On potentially not going back to WWE if he did not get clean:
“Not at all. When I left rehab and kind of started doing my programme like I was supposed to, they’d asked me when I left there, they just come up with this 18-month programme. It was a new trial kind of thing where if I can remember. The first three months of you call this number if your color comes up, you go take a drug test, and then you have to call a counsellor every day just to kind of check-in and just say, Hey, how are you today, this kind of thing. And then at the end of the three months, if everything’s good, the next three months is like every other day you call this number, and then it just kind of backs off instead of going and living in a sober house. I didn’t want to do that. Not that I am too good, just that it wasn’t going to suit what I was doing at the time. But this checking in and keep being accountable every day was something yes, I had to do. I went to meetings every day, it was right down the road from my house and just doing everything that they told me I had to do to stay where I wanted to stay. I did it and it worked. It’s amazing. It worked, it never gets easier. It’s just I know that if something starts getting weird or going haywire, I just go to a meeting and that’s it, that’s all I have to do. I don’t have to use that’s the last thing I have to do. Because there are times when I start kind of it’s not that I don’t have [urges]. We were in Vegas, I was going kind of beer would taste good, but it’s not anything crazy. It’s just, if I get overwhelmed with things I just go and that usually fixes it right off the bat.”
On not being a part of the DX reunion on Raw:
“Yeah, it was just a miscommunication. It was trying to get [there] and believe you me, I get it. I work for a completely different company. If I can do it, fine. If I can’t get it I’m not gonna [be mad]. I spent the majority of my life doing that company and being a part of it. So of course, they want me to be there. But if the company that I’m with now has some issues of what they need and what they want, and if it doesn’t work out, then I can’t go, I can’t be mad about it. You know what I mean? And was I upset? Yeah, cuz I want to hang out with the guys and relive that moment as much as you can. But if it doesn’t work for the company that pays me then I’m not gonna go.”

--- Exercises to complete ---
a: In the interview on recovery and the DX reunion, how long was the program offered after leaving rehab?
b: Please carry on with the interview on recovery and the DX reunion from its last line.

Data extracted from a collection:
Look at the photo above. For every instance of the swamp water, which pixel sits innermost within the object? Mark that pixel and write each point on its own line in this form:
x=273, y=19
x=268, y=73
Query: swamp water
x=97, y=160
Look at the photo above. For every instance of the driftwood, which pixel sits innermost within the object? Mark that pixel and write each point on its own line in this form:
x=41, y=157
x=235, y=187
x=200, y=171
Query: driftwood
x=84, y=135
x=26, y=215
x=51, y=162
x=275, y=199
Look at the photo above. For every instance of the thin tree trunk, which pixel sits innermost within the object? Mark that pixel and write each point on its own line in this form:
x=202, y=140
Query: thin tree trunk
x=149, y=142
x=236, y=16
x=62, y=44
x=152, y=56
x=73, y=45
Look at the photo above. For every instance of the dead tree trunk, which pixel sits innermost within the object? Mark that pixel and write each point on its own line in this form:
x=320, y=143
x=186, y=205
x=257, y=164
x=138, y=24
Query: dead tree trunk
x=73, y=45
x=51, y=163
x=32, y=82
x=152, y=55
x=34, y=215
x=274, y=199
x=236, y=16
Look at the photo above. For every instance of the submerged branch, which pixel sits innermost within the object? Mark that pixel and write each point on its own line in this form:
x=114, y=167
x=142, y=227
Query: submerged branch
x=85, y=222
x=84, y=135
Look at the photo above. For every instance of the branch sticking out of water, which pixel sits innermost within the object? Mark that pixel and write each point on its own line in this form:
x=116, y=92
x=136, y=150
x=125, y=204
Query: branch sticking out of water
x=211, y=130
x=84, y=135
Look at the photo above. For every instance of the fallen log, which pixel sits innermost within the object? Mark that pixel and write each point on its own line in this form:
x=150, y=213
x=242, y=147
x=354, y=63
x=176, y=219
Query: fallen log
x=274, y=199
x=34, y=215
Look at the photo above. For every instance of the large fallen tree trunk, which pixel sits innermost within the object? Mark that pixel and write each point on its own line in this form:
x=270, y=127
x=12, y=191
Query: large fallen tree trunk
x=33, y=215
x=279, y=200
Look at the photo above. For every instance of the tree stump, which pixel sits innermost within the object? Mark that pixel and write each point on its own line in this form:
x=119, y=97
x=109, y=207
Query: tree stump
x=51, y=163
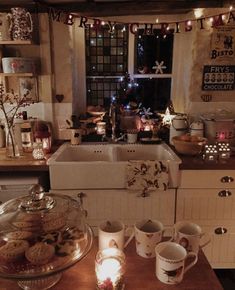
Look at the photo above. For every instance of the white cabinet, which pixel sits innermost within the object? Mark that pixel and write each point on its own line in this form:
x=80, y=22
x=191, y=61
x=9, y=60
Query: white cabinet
x=207, y=197
x=126, y=206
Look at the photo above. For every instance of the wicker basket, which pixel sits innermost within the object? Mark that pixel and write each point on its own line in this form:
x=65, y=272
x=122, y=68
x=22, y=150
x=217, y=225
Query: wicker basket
x=189, y=147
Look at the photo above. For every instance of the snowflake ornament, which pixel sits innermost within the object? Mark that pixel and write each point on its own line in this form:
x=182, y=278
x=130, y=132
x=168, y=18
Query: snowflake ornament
x=159, y=67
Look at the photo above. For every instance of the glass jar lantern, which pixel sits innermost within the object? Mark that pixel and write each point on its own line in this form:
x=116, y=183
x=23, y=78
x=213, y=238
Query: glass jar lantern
x=45, y=139
x=38, y=152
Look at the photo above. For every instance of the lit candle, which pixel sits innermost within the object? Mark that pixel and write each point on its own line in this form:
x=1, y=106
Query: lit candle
x=110, y=267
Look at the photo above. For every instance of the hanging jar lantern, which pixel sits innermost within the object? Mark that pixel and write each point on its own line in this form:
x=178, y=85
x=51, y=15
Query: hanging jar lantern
x=43, y=135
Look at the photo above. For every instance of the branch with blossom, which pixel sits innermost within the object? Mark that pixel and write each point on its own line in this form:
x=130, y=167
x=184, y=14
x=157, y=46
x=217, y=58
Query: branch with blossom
x=10, y=103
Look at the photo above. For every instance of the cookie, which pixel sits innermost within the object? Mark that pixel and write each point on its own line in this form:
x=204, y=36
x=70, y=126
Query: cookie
x=66, y=248
x=54, y=224
x=13, y=250
x=73, y=234
x=51, y=238
x=18, y=235
x=40, y=253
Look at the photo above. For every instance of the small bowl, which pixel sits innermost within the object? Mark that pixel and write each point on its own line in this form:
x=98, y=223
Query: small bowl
x=189, y=145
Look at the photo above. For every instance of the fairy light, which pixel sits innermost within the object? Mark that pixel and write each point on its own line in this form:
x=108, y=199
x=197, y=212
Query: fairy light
x=198, y=12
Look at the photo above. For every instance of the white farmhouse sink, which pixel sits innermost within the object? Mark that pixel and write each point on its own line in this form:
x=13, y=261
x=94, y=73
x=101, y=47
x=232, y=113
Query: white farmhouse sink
x=100, y=166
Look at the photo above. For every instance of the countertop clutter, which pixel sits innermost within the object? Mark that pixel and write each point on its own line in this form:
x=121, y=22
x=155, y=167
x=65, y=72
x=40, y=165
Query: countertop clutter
x=140, y=275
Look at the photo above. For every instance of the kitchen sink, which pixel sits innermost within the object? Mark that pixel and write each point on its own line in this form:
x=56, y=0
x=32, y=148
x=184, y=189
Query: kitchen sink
x=103, y=166
x=85, y=153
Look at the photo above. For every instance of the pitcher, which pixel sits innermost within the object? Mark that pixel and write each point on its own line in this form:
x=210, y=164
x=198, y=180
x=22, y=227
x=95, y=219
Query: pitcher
x=21, y=27
x=4, y=27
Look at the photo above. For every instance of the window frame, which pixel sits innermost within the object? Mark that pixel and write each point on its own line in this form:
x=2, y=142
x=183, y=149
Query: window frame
x=79, y=102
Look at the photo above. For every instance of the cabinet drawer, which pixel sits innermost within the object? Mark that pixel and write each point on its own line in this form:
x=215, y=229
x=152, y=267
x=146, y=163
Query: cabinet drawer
x=207, y=179
x=126, y=206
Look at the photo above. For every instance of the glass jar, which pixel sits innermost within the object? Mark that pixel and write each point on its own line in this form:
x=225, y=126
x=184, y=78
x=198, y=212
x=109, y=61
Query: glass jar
x=38, y=152
x=41, y=235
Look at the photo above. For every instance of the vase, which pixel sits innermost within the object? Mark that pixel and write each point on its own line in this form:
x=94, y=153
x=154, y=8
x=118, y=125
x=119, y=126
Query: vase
x=12, y=148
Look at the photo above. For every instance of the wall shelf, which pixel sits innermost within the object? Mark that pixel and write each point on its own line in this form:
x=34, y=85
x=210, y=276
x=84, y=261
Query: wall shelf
x=15, y=42
x=17, y=74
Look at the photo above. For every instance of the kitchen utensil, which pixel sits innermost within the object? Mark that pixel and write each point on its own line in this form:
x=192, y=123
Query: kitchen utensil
x=21, y=26
x=197, y=128
x=41, y=235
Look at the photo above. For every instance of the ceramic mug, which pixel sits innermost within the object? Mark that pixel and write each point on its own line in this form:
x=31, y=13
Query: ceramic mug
x=113, y=234
x=189, y=235
x=170, y=262
x=4, y=27
x=148, y=233
x=132, y=138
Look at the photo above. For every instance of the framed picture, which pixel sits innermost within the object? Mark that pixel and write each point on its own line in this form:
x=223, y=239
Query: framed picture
x=28, y=86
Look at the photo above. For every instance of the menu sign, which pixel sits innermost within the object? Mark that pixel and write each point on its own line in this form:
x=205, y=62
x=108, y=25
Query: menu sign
x=218, y=78
x=223, y=44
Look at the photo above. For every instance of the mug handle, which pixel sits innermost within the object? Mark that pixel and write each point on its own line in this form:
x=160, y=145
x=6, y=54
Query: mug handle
x=206, y=242
x=191, y=254
x=171, y=238
x=131, y=235
x=30, y=20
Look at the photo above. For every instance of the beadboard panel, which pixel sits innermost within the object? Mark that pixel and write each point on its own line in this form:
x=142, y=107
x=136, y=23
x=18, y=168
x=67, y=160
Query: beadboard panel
x=206, y=178
x=205, y=205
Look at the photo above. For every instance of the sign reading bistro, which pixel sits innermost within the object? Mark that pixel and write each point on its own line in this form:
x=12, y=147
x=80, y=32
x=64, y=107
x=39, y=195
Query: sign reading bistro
x=218, y=78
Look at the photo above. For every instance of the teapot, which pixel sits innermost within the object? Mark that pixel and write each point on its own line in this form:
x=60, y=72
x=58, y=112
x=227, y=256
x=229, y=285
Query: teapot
x=179, y=126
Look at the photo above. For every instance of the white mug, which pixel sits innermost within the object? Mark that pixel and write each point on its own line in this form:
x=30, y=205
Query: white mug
x=132, y=137
x=113, y=234
x=148, y=233
x=170, y=262
x=189, y=235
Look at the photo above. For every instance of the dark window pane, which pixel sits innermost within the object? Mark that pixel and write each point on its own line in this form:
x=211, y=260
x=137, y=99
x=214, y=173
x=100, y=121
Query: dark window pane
x=152, y=48
x=154, y=93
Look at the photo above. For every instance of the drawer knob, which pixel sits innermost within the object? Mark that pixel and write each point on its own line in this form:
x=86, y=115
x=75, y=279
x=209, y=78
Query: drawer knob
x=227, y=179
x=220, y=231
x=224, y=193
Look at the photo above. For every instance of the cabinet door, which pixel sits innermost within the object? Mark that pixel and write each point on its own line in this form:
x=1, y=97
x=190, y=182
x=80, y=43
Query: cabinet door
x=126, y=206
x=215, y=213
x=208, y=206
x=220, y=252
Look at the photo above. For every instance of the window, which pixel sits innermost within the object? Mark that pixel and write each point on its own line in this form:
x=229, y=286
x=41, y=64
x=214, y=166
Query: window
x=107, y=61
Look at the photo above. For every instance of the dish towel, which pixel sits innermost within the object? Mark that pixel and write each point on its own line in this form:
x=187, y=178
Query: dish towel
x=147, y=175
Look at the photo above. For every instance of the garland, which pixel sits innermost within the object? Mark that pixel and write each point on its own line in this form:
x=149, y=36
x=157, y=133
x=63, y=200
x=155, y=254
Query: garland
x=68, y=18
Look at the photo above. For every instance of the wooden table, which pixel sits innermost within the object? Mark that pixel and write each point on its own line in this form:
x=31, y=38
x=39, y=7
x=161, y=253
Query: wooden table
x=140, y=275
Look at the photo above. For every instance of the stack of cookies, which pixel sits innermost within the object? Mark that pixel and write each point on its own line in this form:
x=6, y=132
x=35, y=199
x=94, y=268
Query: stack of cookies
x=36, y=239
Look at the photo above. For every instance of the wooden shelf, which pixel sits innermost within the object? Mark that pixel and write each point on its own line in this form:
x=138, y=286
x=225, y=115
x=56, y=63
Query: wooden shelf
x=17, y=74
x=16, y=42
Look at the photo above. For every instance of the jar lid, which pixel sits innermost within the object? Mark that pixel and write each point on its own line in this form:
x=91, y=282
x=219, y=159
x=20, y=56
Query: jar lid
x=41, y=234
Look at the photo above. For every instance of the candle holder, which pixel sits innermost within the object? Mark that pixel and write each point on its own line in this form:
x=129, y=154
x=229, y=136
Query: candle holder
x=110, y=269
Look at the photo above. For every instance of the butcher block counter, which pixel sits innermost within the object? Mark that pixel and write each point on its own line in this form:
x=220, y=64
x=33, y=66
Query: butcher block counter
x=140, y=275
x=22, y=163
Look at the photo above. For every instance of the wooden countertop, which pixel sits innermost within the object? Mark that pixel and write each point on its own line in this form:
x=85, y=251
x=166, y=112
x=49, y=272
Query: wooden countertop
x=27, y=163
x=140, y=275
x=22, y=163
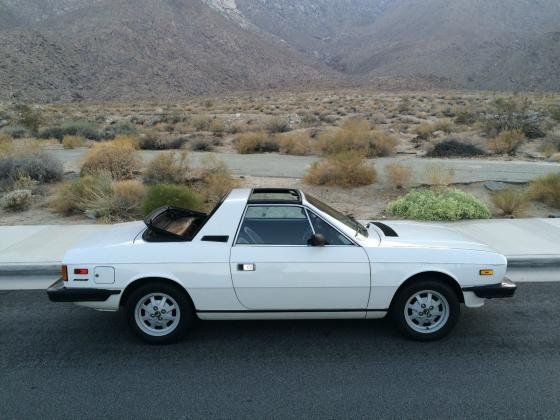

--- Expected responses ---
a: 18 months.

b:
On guest starring on Sabrina the Teenage Witch:
“So they were looking for somebody to do the show. I didn’t know anything about the show I just knew at the time it was pretty hot. But she lives in a regular world but there’s a realm world and I’m whatever I am there. And so they asked me to come do it and I said, Well, yeah. I’ve done some spotty stuff, in some shows, but nothing like that. A talking role and a major part where I got to beat her up and all that. So I was doing it and it was great. But the way they [shhot it], I’m so used to live TV, that when you do movie stuff, that’s a whole other animal. Because they like I kept trying to tell them, hey, I can do this in one shot, I’m really good at this. Like if you just tell me and they go, Well, that’s not how we do it. So that was my first real experience of how to do that and that’s okay if I don’t do that anymore, but I did do it anyway. But yeah, it was that and then they wanted me to press her and do all this stuff. And I said I ain’t sticking my hands in between her legs, because I’ll be cancelled. So we did certain things with her and then certain things with her stunt double and then they said they’re gonna throw a cat on me and I had to do these lines with a cat and stuff. A talking cat in the realm world. So it was a different experience and it was actually pretty fun.”
On not knowing the lyrics to I’m an ass man:
“I didn’t know the lyrics to ass man for a year. I never knew the lyrics to that song because all I do is listen and feel what I can do with the song. It’s never about what I hear that people singing. It’s about the melody and what I need to do, like energy-wise with the song. I walked out to it and they said hey, we got new music for you tonight. I went Okay, walk down it and listen to it. I went oh, that’s kind of catchy but never heard the lyrics. Didn’t know what the lyrics were for at least a year.”
On never seeing Chuck Palumbo in AEW:
“He just has no desire right now. He has all his other stuff going on. I’ve asked him to do a couple of things. He just, it’s not that he won’t do it for me, it’s just not him anymore. The boys wanted him to come do my birthday celebration when we did the birthday thing. I called and asked him and he’s got so much other stuff going on that he’s okay that he doesn’t do any of the wrestling, and I get it.”
On Will Ospreay:
“I don’t know what it is about that kid. I love him, I tell everybody that’s my retirement match. When I retire it’s me and Will, and he just said on some media scrum that he’s in AEW to retire me. Because his work really isn’t me. It’s so opposite of me. But I love him. He’s good. He’s very energetic. Just the stuff he does is amazing. He’s so athletic and could do so much stuff. But he has charisma with it and he’s very good at that. And I love that, I don’t know I just love that kid.”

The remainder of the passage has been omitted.